Can you copy out all of the material below word for word, leaving the pictures out of your answer?

--- Exercise input ---

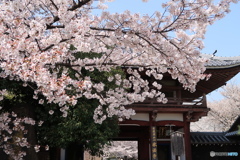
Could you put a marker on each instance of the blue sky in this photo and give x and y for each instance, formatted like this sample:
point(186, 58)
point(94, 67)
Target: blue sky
point(223, 35)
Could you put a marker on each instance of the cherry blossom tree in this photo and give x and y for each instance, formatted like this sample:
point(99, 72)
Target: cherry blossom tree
point(223, 113)
point(119, 149)
point(35, 40)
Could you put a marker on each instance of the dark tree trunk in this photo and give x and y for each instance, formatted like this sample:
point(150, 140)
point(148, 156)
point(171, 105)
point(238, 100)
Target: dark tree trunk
point(27, 110)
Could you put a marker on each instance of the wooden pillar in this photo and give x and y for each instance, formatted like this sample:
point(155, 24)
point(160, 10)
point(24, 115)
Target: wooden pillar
point(153, 135)
point(143, 145)
point(188, 151)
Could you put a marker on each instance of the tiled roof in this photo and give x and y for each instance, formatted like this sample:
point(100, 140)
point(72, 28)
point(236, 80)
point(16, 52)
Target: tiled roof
point(234, 133)
point(221, 62)
point(210, 138)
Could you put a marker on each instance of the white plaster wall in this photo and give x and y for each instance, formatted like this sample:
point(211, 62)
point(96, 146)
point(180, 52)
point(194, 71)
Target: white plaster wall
point(141, 116)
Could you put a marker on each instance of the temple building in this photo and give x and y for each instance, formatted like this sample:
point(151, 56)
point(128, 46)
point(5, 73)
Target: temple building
point(163, 130)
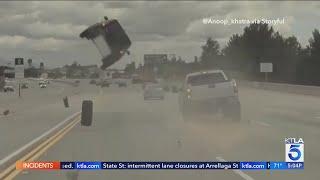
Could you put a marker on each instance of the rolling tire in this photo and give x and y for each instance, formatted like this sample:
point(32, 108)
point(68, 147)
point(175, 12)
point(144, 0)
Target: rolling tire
point(87, 112)
point(233, 112)
point(186, 114)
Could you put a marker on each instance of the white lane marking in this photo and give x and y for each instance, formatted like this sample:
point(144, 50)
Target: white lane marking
point(263, 124)
point(239, 172)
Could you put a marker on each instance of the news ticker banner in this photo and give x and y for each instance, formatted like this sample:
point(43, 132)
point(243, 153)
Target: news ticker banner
point(94, 165)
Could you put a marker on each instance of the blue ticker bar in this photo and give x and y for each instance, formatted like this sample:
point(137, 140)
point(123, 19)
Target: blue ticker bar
point(286, 165)
point(253, 165)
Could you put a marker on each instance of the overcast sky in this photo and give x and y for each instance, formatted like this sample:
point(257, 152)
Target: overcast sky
point(49, 31)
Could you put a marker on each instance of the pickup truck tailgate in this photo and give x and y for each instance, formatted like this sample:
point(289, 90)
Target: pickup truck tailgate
point(208, 91)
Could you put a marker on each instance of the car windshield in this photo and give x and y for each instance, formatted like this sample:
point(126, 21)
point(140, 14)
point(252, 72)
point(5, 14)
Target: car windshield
point(139, 90)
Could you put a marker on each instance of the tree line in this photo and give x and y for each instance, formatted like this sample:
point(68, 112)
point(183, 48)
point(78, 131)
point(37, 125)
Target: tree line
point(244, 52)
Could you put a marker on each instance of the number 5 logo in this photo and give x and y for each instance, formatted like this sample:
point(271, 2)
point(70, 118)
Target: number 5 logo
point(294, 150)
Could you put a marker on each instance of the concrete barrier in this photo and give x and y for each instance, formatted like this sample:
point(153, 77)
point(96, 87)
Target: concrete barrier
point(281, 87)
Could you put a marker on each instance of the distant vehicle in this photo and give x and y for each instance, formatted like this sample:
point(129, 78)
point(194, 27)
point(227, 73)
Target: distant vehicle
point(121, 82)
point(105, 83)
point(24, 86)
point(153, 91)
point(93, 81)
point(43, 85)
point(8, 89)
point(174, 89)
point(210, 91)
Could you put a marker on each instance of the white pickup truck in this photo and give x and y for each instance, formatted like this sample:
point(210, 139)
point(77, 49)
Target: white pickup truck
point(211, 92)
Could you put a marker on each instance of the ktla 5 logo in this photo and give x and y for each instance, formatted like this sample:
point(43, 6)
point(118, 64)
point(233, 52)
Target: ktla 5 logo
point(294, 150)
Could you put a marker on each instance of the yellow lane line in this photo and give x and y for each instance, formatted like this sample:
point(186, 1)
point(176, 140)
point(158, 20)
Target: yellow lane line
point(35, 153)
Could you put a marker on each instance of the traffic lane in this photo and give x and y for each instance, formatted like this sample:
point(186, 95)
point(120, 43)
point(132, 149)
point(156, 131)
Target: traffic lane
point(200, 140)
point(154, 131)
point(267, 130)
point(278, 107)
point(31, 97)
point(36, 117)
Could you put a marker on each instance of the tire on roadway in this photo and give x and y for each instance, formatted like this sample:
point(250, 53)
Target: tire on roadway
point(86, 114)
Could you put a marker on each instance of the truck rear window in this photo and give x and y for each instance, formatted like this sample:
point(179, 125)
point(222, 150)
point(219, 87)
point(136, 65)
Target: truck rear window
point(204, 79)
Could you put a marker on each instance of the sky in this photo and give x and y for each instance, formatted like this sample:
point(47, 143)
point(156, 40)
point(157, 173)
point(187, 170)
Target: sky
point(48, 31)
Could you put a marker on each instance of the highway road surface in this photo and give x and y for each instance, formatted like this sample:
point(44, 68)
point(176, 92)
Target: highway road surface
point(127, 128)
point(36, 111)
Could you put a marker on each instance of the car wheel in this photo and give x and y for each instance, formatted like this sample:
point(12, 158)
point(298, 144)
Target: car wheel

---

Final result:
Could you put a marker on each instance of the blue sky in this photo and give x and y for each instance, formatted like this sample:
point(186, 58)
point(94, 67)
Target: blue sky
point(223, 35)
Could you put a marker on each instance of the cherry blossom tree in this photo and give x and y for each instance, formatted like this sample:
point(99, 72)
Target: cherry blossom tree
point(223, 113)
point(119, 149)
point(35, 40)
Could you put a marker on each instance of the dark tree trunk in this photo and give x and y for each instance, formatted like this sample:
point(150, 140)
point(148, 156)
point(171, 105)
point(238, 100)
Target: dark tree trunk
point(27, 110)
Could you put a marker on each instance of the wooden pillar in this photo and give x and y for each instance, formatted like this sample:
point(155, 24)
point(160, 10)
point(24, 115)
Target: wooden pillar
point(153, 135)
point(143, 145)
point(188, 151)
Could you put a marker on each instance of the tiled roof in this photo and give x and y for each instance, formatted like this sample:
point(100, 140)
point(72, 28)
point(236, 80)
point(16, 52)
Target: tiled roof
point(234, 133)
point(221, 62)
point(210, 138)
Could you put a marker on each instance of the white plaster wall in this photo and give x and y for each instance, formatted like this sample:
point(211, 62)
point(96, 146)
point(180, 52)
point(194, 71)
Target: white plaster wall
point(141, 116)
Could you put a marker on each instance of the temple building in this photo and give x and y for each instance, formatted like this sample:
point(151, 56)
point(128, 46)
point(5, 73)
Target: temple building
point(163, 130)
Could you put a marker on each instance of the rolling tire in this photo and give x and y for each instance, formatted like this sample:
point(32, 108)
point(68, 147)
point(175, 12)
point(144, 0)
Target: rolling tire
point(87, 112)
point(233, 112)
point(186, 114)
Could you put a marker on each instance of the white lane marking in this photo and give x and y for each instance, formatted like this sample:
point(144, 50)
Target: white lane marking
point(263, 124)
point(239, 172)
Could you put a marker on each instance of the news ticker banner in this photo and give x and y for each instance, formatted like this sample:
point(43, 132)
point(243, 153)
Target: news ticker banner
point(94, 165)
Could you put a marker on each instance of the blue ticker bar in this photo and give x and y for each instance, formatted like this sample:
point(137, 140)
point(123, 19)
Target: blue ticker bar
point(286, 165)
point(253, 165)
Could you put a marker on each instance of the overcast sky in this photo and give x and y for each instance, formatted like this sample:
point(257, 152)
Target: overcast sky
point(49, 31)
Could you put a marker on each instance of the pickup truck tailgate in this photo and give x and y for each instance, formatted like this sample:
point(289, 90)
Target: pickup truck tailgate
point(208, 91)
Could you put a marker on each instance of the car windshield in this photo and give x and y for each instance, formatted like this sample:
point(126, 21)
point(140, 14)
point(252, 72)
point(5, 14)
Target: car windshield
point(139, 90)
Could you put a marker on each instance of the tree line in this photo and give x and y for each instance, formatted like this sample:
point(68, 112)
point(183, 48)
point(78, 131)
point(37, 125)
Target: tree line
point(244, 52)
Could you put a marker on each instance of the number 5 logo in this photo and give x and y for each instance, formatted like this sample:
point(271, 2)
point(70, 118)
Target: number 5 logo
point(294, 150)
Could you put a marker on each instance of the concrete barrier in this photo and give x and y for each instance, formatted like this sample:
point(153, 77)
point(96, 87)
Target: concrete barrier
point(281, 87)
Could you put a marker on each instance of the distant vehicle in this photo and give x and y for each instance, formatted like this sample:
point(129, 78)
point(194, 27)
point(227, 73)
Target: distant vehicle
point(121, 82)
point(105, 83)
point(24, 86)
point(153, 91)
point(93, 81)
point(43, 85)
point(8, 89)
point(174, 89)
point(210, 91)
Could you put a marker on each instance of the white pickup truck in this photo and give x and y for each instance, formatted like this sample:
point(210, 139)
point(77, 49)
Target: white pickup truck
point(211, 92)
Could you put a marker on each instance of the ktla 5 logo in this photo and give x and y for each instance, formatted like this sample:
point(43, 6)
point(118, 64)
point(233, 52)
Target: ktla 5 logo
point(294, 150)
Could you put a marker on each instance of the yellow lane line in this photo and give x and y for each instance, formatted like this sample:
point(186, 1)
point(176, 140)
point(158, 20)
Target: yellow lane line
point(35, 153)
Could you put a marker on each instance of the traffic lane in this photo and give x and y for each instance, formatted like this sample:
point(186, 95)
point(120, 43)
point(132, 149)
point(156, 131)
Target: traffic lane
point(200, 140)
point(154, 131)
point(267, 130)
point(278, 107)
point(31, 97)
point(36, 117)
Could you put a marker on each instance of the tire on roadway in this photo and give x and y for each instance, formatted like this sample:
point(250, 53)
Target: tire on roadway
point(86, 114)
Could you put a marker on each instance of the truck rear window in this photo and give x and y for each instance, formatted like this sample:
point(179, 125)
point(222, 150)
point(219, 87)
point(136, 65)
Target: truck rear window
point(204, 79)
Could you put a marker on each instance of the sky in this photo and give x and y for each instance, formatted like this sample:
point(47, 143)
point(156, 40)
point(157, 173)
point(187, 170)
Target: sky
point(48, 31)
Could you put a marker on each instance of the highway road surface in this photo and give x and y for each instance, formatted like this sample:
point(44, 68)
point(176, 92)
Target: highway road surface
point(127, 128)
point(36, 111)
Could you put a marker on each instance of the car wheel in this photo and give x and y for each instance, formatted like this sample:
point(12, 158)
point(298, 144)
Target: car wheel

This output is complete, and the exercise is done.